Could you output every record below exactly as it appears?
(Records for the task)
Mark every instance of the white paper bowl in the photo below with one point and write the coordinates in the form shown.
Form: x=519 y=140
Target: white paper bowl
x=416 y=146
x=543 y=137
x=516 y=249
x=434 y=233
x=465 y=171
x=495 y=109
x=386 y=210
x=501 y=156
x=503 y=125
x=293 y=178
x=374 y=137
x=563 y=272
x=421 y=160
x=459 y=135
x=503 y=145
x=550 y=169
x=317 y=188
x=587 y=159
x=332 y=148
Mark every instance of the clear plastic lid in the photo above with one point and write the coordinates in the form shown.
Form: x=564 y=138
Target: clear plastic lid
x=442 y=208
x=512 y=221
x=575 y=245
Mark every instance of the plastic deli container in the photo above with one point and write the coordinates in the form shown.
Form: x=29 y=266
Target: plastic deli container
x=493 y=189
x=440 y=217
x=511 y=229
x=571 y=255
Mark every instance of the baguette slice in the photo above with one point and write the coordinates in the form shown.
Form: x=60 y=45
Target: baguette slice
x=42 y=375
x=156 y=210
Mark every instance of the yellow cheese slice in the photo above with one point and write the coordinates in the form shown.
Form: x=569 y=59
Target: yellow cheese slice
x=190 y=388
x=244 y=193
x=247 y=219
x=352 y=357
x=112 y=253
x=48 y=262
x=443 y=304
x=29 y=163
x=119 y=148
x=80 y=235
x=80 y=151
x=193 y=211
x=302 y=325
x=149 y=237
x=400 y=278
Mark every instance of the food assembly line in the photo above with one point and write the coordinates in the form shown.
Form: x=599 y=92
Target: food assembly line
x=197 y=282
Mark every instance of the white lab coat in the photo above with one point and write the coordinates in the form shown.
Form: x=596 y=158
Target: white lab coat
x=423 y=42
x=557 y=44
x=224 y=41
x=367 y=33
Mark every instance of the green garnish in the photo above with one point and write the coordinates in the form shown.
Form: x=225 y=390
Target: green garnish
(End Records for the task)
Written response.
Mark every instance of the white paper bowl in the photo below with one point and write the coordinates in the form shown.
Form: x=519 y=140
Target: white paper bowl
x=416 y=146
x=543 y=137
x=516 y=249
x=434 y=233
x=465 y=171
x=495 y=109
x=386 y=210
x=501 y=156
x=503 y=125
x=293 y=178
x=374 y=137
x=563 y=272
x=421 y=160
x=459 y=135
x=503 y=145
x=550 y=169
x=317 y=188
x=587 y=159
x=332 y=148
Mark every instance of the clear plastic lid in the photo above with one point and write the coordinates in the form shown.
Form: x=564 y=138
Target: clear plastic lid
x=442 y=208
x=512 y=221
x=575 y=245
Mark every instance of the plastic deli container in the photo above with one point and write the coordinates in the form shown.
Form: x=29 y=266
Target: plastic deli container
x=493 y=189
x=440 y=217
x=511 y=229
x=571 y=255
Mark every instance of the baguette slice in the photo above with one point and write the coordinates in the form shown.
Form: x=60 y=45
Target: baguette slice
x=42 y=375
x=156 y=210
Mark every instance of the yellow cheese slice in the photo above with one point and write the coordinates in the form shown.
Form: x=569 y=59
Target: yellow cheese slice
x=190 y=388
x=244 y=193
x=247 y=219
x=352 y=357
x=112 y=253
x=48 y=262
x=443 y=304
x=29 y=163
x=119 y=148
x=80 y=235
x=80 y=151
x=193 y=211
x=302 y=325
x=149 y=237
x=400 y=278
Mark every instance of the food assembly line in the photo above with one point and write the coordinates in the form shown.
Form: x=599 y=92
Target: food assembly line
x=197 y=282
Mark every instance of the white lab coat in the photo above with one point and write the coordinates in the form shown.
Form: x=596 y=158
Target: white lab coat
x=423 y=42
x=557 y=44
x=224 y=41
x=367 y=33
Mark every instance of the green garnish in the photo above with one point and write the coordinates in the form shown.
Form: x=225 y=390
Target: green garnish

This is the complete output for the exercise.